#### WORK TO DO:
Gather each line in the entries below that contains the word "white", treating uppercase and lowercase letters as different.

#### TASK MATERIAL:

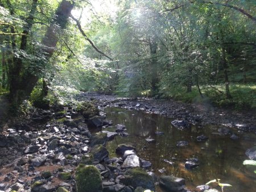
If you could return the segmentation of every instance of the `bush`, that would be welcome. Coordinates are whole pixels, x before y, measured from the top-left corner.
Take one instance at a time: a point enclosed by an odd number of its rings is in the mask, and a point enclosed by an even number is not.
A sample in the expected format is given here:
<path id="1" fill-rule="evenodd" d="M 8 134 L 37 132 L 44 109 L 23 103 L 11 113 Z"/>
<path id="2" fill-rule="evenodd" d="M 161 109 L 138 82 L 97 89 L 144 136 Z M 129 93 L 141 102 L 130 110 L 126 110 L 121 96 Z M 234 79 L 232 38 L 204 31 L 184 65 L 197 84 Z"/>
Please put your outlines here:
<path id="1" fill-rule="evenodd" d="M 76 190 L 77 192 L 102 191 L 101 176 L 93 165 L 80 165 L 76 172 Z"/>

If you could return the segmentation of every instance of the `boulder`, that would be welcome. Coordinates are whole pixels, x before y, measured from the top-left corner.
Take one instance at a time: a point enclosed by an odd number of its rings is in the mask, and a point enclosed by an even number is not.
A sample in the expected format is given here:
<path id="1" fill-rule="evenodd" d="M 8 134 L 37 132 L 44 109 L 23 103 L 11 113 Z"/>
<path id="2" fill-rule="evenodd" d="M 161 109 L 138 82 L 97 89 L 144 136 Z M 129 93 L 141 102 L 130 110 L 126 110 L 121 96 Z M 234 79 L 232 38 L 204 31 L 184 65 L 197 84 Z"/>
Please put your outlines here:
<path id="1" fill-rule="evenodd" d="M 92 137 L 90 146 L 95 145 L 105 145 L 108 141 L 108 134 L 106 133 L 98 132 Z"/>
<path id="2" fill-rule="evenodd" d="M 155 191 L 153 178 L 140 168 L 128 169 L 119 180 L 122 183 L 126 186 L 131 186 L 134 189 L 142 187 Z"/>
<path id="3" fill-rule="evenodd" d="M 251 160 L 256 161 L 256 146 L 247 149 L 245 155 Z"/>
<path id="4" fill-rule="evenodd" d="M 180 130 L 184 130 L 190 127 L 189 123 L 185 120 L 175 120 L 171 123 L 176 128 Z"/>
<path id="5" fill-rule="evenodd" d="M 118 135 L 118 133 L 115 132 L 110 132 L 108 131 L 102 131 L 102 132 L 107 133 L 107 137 L 109 141 L 111 141 L 114 139 L 115 136 Z"/>
<path id="6" fill-rule="evenodd" d="M 185 187 L 185 180 L 174 176 L 160 177 L 159 185 L 168 191 L 180 191 Z"/>
<path id="7" fill-rule="evenodd" d="M 135 147 L 127 144 L 121 144 L 117 146 L 115 149 L 115 153 L 118 155 L 123 155 L 125 152 L 127 150 L 136 150 Z"/>
<path id="8" fill-rule="evenodd" d="M 131 155 L 126 157 L 122 165 L 122 168 L 133 168 L 141 166 L 141 161 L 136 155 Z"/>
<path id="9" fill-rule="evenodd" d="M 187 146 L 188 145 L 188 141 L 177 141 L 176 146 L 177 147 L 184 147 L 184 146 Z"/>
<path id="10" fill-rule="evenodd" d="M 109 152 L 102 145 L 96 145 L 92 149 L 90 153 L 93 155 L 94 160 L 100 162 L 109 156 Z"/>
<path id="11" fill-rule="evenodd" d="M 88 119 L 89 124 L 93 127 L 101 127 L 103 125 L 102 119 L 100 116 L 94 116 Z"/>
<path id="12" fill-rule="evenodd" d="M 79 166 L 76 172 L 77 192 L 103 191 L 101 173 L 95 166 Z"/>
<path id="13" fill-rule="evenodd" d="M 34 153 L 38 152 L 38 149 L 39 149 L 40 147 L 38 145 L 34 145 L 27 147 L 24 151 L 24 153 Z"/>
<path id="14" fill-rule="evenodd" d="M 32 158 L 31 160 L 31 163 L 34 166 L 39 166 L 44 164 L 46 162 L 46 157 L 45 155 L 43 155 L 40 157 L 37 157 L 36 158 Z"/>

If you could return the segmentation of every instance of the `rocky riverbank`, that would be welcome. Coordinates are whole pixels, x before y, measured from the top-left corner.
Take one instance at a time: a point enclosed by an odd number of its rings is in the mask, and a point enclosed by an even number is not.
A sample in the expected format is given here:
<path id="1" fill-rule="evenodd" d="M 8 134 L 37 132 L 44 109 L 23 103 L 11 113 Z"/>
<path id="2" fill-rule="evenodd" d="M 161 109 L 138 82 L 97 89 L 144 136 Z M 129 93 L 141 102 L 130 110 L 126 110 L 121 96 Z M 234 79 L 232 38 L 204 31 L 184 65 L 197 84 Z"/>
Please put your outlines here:
<path id="1" fill-rule="evenodd" d="M 55 106 L 47 111 L 34 110 L 22 119 L 2 128 L 4 131 L 0 135 L 0 191 L 75 191 L 77 188 L 82 189 L 79 192 L 138 192 L 146 189 L 154 191 L 155 184 L 167 191 L 188 191 L 183 178 L 174 176 L 157 178 L 151 172 L 151 162 L 138 157 L 132 144 L 118 145 L 116 157 L 109 157 L 105 147 L 106 143 L 117 135 L 129 136 L 129 134 L 122 124 L 113 125 L 114 132 L 101 131 L 102 127 L 112 125 L 111 119 L 107 120 L 103 112 L 107 106 L 175 118 L 181 122 L 176 122 L 174 126 L 180 128 L 190 124 L 212 123 L 255 131 L 254 118 L 250 121 L 249 117 L 236 120 L 227 115 L 216 120 L 205 110 L 200 113 L 195 106 L 186 108 L 184 104 L 175 102 L 85 94 L 79 98 L 92 101 L 94 104 L 84 102 L 65 107 Z M 219 115 L 216 112 L 214 114 Z M 79 166 L 81 164 L 86 166 Z M 88 165 L 96 168 L 98 174 L 92 171 L 94 169 Z M 92 172 L 97 185 L 86 181 L 90 180 L 86 178 L 85 176 L 88 174 L 84 173 Z M 80 176 L 84 179 L 76 182 L 76 178 L 81 178 Z M 200 190 L 208 187 L 204 186 Z"/>

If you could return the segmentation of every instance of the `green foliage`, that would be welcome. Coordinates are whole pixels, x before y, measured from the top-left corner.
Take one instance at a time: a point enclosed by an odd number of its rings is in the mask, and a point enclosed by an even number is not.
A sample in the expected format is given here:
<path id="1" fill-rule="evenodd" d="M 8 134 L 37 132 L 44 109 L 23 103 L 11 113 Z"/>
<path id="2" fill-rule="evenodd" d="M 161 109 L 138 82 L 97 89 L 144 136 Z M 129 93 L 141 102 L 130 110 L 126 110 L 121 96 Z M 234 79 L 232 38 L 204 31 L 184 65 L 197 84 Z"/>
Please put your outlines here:
<path id="1" fill-rule="evenodd" d="M 243 161 L 243 165 L 249 165 L 256 166 L 256 161 L 246 160 Z M 254 173 L 256 173 L 256 170 L 254 171 Z"/>
<path id="2" fill-rule="evenodd" d="M 221 187 L 221 190 L 222 191 L 222 192 L 224 191 L 223 188 L 224 188 L 224 187 L 232 187 L 232 186 L 231 185 L 230 185 L 230 184 L 228 184 L 228 183 L 221 183 L 220 182 L 220 179 L 217 179 L 217 180 L 212 180 L 212 181 L 209 181 L 208 182 L 207 182 L 207 183 L 205 183 L 205 185 L 209 185 L 209 184 L 212 183 L 217 183 L 217 184 L 218 185 L 218 186 L 219 186 L 220 187 Z"/>
<path id="3" fill-rule="evenodd" d="M 102 191 L 101 173 L 95 166 L 79 166 L 76 182 L 77 192 Z"/>

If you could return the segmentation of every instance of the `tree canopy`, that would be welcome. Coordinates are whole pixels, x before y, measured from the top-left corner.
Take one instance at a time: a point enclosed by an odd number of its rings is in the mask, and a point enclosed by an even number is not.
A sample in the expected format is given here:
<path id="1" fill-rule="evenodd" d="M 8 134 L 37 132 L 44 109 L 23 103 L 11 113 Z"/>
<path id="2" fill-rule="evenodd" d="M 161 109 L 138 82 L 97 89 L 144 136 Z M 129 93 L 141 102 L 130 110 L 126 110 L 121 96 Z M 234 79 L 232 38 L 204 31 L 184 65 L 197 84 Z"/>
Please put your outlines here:
<path id="1" fill-rule="evenodd" d="M 62 87 L 256 107 L 255 8 L 238 0 L 1 0 L 1 90 L 16 105 L 35 87 L 44 98 Z"/>

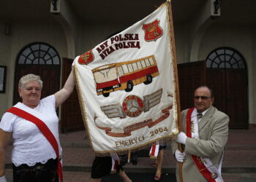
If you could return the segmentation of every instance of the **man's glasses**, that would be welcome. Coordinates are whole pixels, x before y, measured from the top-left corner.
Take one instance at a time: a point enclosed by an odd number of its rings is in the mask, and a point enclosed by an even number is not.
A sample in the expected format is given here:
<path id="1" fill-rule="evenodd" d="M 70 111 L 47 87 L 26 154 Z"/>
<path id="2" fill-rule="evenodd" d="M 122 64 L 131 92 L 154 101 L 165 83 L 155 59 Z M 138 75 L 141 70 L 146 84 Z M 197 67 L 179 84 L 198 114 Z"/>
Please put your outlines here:
<path id="1" fill-rule="evenodd" d="M 206 100 L 208 98 L 211 98 L 211 97 L 207 97 L 207 96 L 194 96 L 194 98 L 196 100 L 198 100 L 200 98 L 201 98 L 202 100 Z"/>

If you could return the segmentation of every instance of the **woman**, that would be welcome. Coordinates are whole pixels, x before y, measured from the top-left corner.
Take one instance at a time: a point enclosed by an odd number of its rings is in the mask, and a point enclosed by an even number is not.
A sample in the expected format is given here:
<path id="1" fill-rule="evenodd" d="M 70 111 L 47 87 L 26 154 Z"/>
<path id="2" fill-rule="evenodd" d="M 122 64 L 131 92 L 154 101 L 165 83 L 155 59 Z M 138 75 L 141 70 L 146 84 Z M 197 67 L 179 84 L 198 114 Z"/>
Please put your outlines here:
<path id="1" fill-rule="evenodd" d="M 101 182 L 103 177 L 116 173 L 124 182 L 132 182 L 118 163 L 119 157 L 116 153 L 110 157 L 95 157 L 91 167 L 92 182 Z"/>
<path id="2" fill-rule="evenodd" d="M 28 74 L 18 84 L 22 103 L 18 103 L 0 122 L 0 182 L 5 182 L 5 148 L 12 135 L 13 181 L 62 181 L 61 147 L 56 108 L 64 102 L 75 87 L 73 71 L 64 87 L 42 100 L 42 82 Z"/>

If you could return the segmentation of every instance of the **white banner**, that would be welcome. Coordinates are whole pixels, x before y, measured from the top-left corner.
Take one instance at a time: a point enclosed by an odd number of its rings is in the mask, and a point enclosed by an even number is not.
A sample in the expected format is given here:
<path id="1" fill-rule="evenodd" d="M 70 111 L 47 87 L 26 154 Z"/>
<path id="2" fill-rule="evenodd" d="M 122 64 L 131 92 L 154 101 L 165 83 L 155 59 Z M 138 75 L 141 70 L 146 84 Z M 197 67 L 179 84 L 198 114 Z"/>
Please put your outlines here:
<path id="1" fill-rule="evenodd" d="M 96 153 L 133 150 L 178 133 L 166 3 L 75 60 Z"/>

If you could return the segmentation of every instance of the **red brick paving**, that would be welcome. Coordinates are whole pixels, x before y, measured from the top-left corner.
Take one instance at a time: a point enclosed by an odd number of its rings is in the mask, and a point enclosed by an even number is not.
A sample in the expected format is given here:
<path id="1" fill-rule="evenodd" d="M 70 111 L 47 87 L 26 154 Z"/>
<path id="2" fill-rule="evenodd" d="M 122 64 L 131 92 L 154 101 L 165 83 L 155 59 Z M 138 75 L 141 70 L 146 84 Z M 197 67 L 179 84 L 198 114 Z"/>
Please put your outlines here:
<path id="1" fill-rule="evenodd" d="M 85 140 L 85 132 L 80 131 L 68 134 L 60 134 L 64 157 L 64 182 L 91 181 L 90 167 L 94 159 L 94 152 Z M 224 153 L 222 167 L 228 170 L 231 167 L 238 167 L 234 173 L 223 173 L 225 181 L 252 182 L 256 181 L 256 131 L 230 130 L 226 150 Z M 175 169 L 175 160 L 171 154 L 170 146 L 165 150 L 163 168 Z M 6 162 L 10 164 L 12 146 L 7 147 Z M 127 164 L 124 169 L 127 172 L 134 170 L 143 173 L 143 170 L 154 171 L 151 167 L 152 159 L 142 157 L 138 159 L 136 166 Z M 72 167 L 73 168 L 72 168 Z M 76 170 L 75 167 L 78 167 Z M 71 168 L 72 170 L 70 171 Z M 75 167 L 75 168 L 74 168 Z M 239 173 L 239 167 L 250 169 L 253 173 Z M 75 171 L 76 170 L 76 171 Z M 229 172 L 230 173 L 230 172 Z M 6 170 L 8 179 L 12 179 L 12 170 Z"/>

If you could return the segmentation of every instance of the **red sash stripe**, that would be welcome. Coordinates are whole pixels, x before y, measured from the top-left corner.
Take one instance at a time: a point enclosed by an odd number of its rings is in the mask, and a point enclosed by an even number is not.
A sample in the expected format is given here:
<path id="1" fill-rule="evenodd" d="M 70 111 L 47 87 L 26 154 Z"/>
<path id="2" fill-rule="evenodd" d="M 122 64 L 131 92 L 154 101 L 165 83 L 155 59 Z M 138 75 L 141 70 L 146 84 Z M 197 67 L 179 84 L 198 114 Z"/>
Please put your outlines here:
<path id="1" fill-rule="evenodd" d="M 48 126 L 39 118 L 33 116 L 32 114 L 16 107 L 10 108 L 7 112 L 12 113 L 15 115 L 17 115 L 19 117 L 23 118 L 29 122 L 33 122 L 37 125 L 38 129 L 42 132 L 42 135 L 46 138 L 46 139 L 49 141 L 50 145 L 53 146 L 57 157 L 58 159 L 58 175 L 61 180 L 63 181 L 63 175 L 62 175 L 62 166 L 61 163 L 59 160 L 59 146 L 56 139 L 54 135 L 48 127 Z"/>
<path id="2" fill-rule="evenodd" d="M 191 132 L 191 116 L 195 109 L 194 108 L 189 108 L 187 111 L 187 128 L 186 128 L 186 134 L 189 138 L 192 137 Z M 215 179 L 211 178 L 211 173 L 206 167 L 204 165 L 203 162 L 200 161 L 200 159 L 197 156 L 191 155 L 193 159 L 193 161 L 196 166 L 198 168 L 199 172 L 208 180 L 208 182 L 216 182 Z"/>
<path id="3" fill-rule="evenodd" d="M 156 143 L 154 142 L 152 144 L 152 151 L 151 153 L 150 154 L 151 156 L 154 156 L 154 153 L 156 152 Z"/>

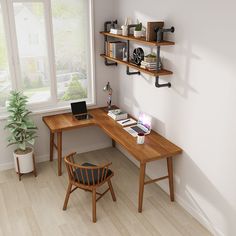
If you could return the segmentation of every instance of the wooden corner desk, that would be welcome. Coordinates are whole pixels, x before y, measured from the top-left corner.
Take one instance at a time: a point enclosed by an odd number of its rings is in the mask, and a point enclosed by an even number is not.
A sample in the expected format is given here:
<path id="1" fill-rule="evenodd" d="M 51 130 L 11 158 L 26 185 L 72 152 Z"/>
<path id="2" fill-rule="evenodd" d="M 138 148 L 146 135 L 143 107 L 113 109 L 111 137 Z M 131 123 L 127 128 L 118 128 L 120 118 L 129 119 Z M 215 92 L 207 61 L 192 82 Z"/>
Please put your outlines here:
<path id="1" fill-rule="evenodd" d="M 140 163 L 138 211 L 142 212 L 144 185 L 163 179 L 169 179 L 170 199 L 174 201 L 173 164 L 172 157 L 182 152 L 181 148 L 171 143 L 158 133 L 151 131 L 145 137 L 145 143 L 136 144 L 136 138 L 126 132 L 116 121 L 110 118 L 104 108 L 90 109 L 93 116 L 90 120 L 77 120 L 71 113 L 44 116 L 43 121 L 50 130 L 50 161 L 53 161 L 53 148 L 57 149 L 58 175 L 62 174 L 62 132 L 86 126 L 97 125 L 112 139 L 112 145 L 119 143 Z M 57 144 L 54 143 L 54 135 Z M 151 161 L 166 158 L 168 174 L 166 176 L 145 181 L 146 164 Z"/>

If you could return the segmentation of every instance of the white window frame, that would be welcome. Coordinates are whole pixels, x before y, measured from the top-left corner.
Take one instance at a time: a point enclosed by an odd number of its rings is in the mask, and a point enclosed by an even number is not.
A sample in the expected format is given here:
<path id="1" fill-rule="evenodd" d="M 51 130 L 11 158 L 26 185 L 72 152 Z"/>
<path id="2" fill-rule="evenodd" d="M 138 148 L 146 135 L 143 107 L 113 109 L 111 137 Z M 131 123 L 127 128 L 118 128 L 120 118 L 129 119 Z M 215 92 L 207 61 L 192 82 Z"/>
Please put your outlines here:
<path id="1" fill-rule="evenodd" d="M 52 8 L 51 1 L 49 0 L 0 0 L 3 9 L 3 23 L 6 34 L 7 52 L 9 60 L 10 78 L 12 83 L 12 89 L 20 89 L 21 71 L 20 60 L 18 54 L 17 34 L 15 26 L 15 17 L 13 3 L 15 2 L 40 2 L 44 4 L 44 19 L 45 19 L 45 33 L 47 43 L 47 54 L 49 61 L 49 74 L 50 74 L 50 92 L 51 97 L 49 101 L 29 104 L 29 109 L 33 113 L 44 113 L 52 111 L 67 110 L 70 108 L 70 102 L 58 102 L 57 99 L 57 80 L 56 80 L 56 64 L 55 64 L 55 49 L 53 38 L 53 22 L 52 22 Z M 94 53 L 94 8 L 93 0 L 89 2 L 89 78 L 88 79 L 88 106 L 96 105 L 96 93 L 95 93 L 95 53 Z M 10 27 L 12 26 L 12 27 Z M 17 53 L 14 53 L 17 52 Z M 0 118 L 6 116 L 6 108 L 0 108 Z"/>

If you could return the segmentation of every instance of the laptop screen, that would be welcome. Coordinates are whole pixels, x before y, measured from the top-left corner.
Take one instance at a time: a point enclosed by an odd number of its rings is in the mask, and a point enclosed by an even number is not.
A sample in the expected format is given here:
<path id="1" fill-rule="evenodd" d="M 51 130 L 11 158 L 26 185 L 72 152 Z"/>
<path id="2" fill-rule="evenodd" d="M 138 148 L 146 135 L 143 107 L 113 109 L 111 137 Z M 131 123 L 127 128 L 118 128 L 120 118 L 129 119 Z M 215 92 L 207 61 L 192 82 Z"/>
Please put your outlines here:
<path id="1" fill-rule="evenodd" d="M 148 130 L 151 130 L 152 118 L 147 114 L 140 112 L 138 117 L 138 124 L 145 126 Z"/>
<path id="2" fill-rule="evenodd" d="M 86 102 L 73 102 L 71 103 L 71 111 L 73 115 L 79 115 L 83 113 L 87 113 Z"/>

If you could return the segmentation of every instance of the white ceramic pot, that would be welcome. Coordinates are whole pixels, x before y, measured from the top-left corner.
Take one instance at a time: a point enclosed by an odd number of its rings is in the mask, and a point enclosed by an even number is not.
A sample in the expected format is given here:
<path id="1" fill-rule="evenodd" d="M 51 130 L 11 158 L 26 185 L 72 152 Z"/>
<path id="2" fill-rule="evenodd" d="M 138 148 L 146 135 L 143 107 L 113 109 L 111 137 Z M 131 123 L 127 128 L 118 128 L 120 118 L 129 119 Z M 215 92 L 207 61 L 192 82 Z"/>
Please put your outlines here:
<path id="1" fill-rule="evenodd" d="M 143 36 L 143 31 L 136 31 L 134 30 L 134 37 L 135 38 L 141 38 Z"/>
<path id="2" fill-rule="evenodd" d="M 14 151 L 14 164 L 15 164 L 15 170 L 18 172 L 17 168 L 17 158 L 19 160 L 19 166 L 20 166 L 20 173 L 25 174 L 32 172 L 34 170 L 34 163 L 33 163 L 33 152 L 34 150 L 30 148 L 31 150 L 27 152 L 26 154 L 18 154 L 16 153 L 16 150 Z"/>

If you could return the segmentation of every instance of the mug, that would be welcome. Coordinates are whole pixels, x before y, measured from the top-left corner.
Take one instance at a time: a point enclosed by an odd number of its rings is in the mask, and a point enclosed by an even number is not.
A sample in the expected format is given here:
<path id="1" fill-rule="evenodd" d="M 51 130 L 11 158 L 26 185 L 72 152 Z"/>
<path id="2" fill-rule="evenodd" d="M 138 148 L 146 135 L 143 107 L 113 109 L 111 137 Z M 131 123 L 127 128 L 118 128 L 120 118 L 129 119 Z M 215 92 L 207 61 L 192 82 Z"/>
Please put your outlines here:
<path id="1" fill-rule="evenodd" d="M 145 135 L 144 133 L 138 133 L 137 144 L 144 144 Z"/>

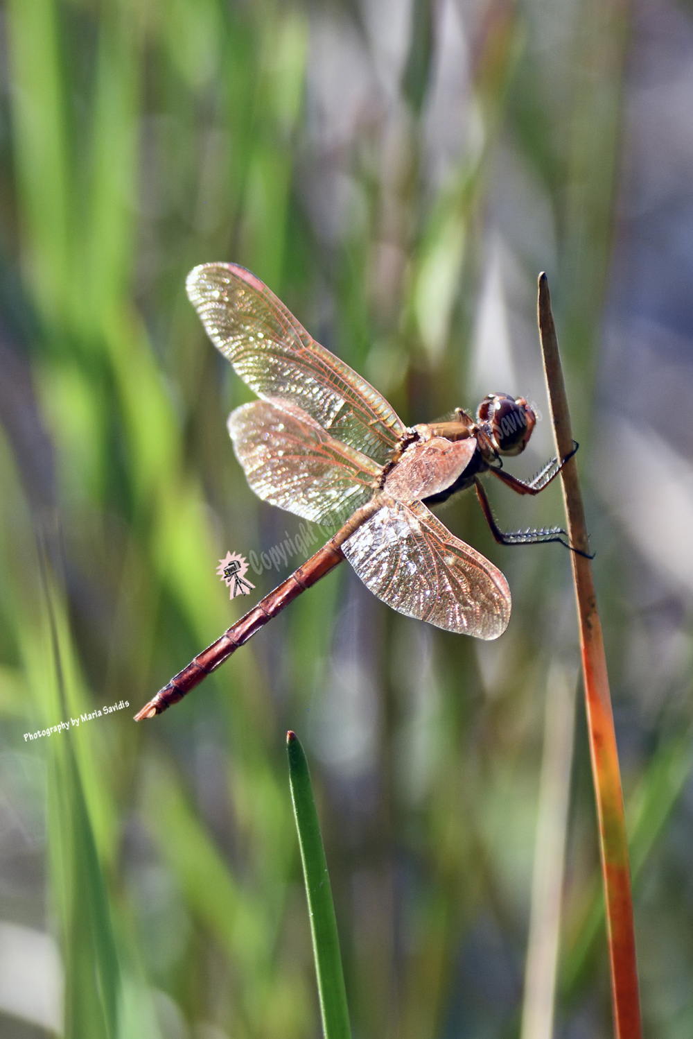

#### THE OUTPUT:
If you could return the segmentation of every instance of the **white banner**, that would be welcome. Coordinates are whole pixels, x before y, measured from the top-left corner.
If you could return the segmentation of every instance of the white window frame, that would be welcome. Coordinates are whole pixels, x before y, measured from the top-left corner.
If you could return the segmentation of every instance of the white ceramic pot, that would be welcome. Coordinates are whole pixels, x before y, measured from the top-left corner.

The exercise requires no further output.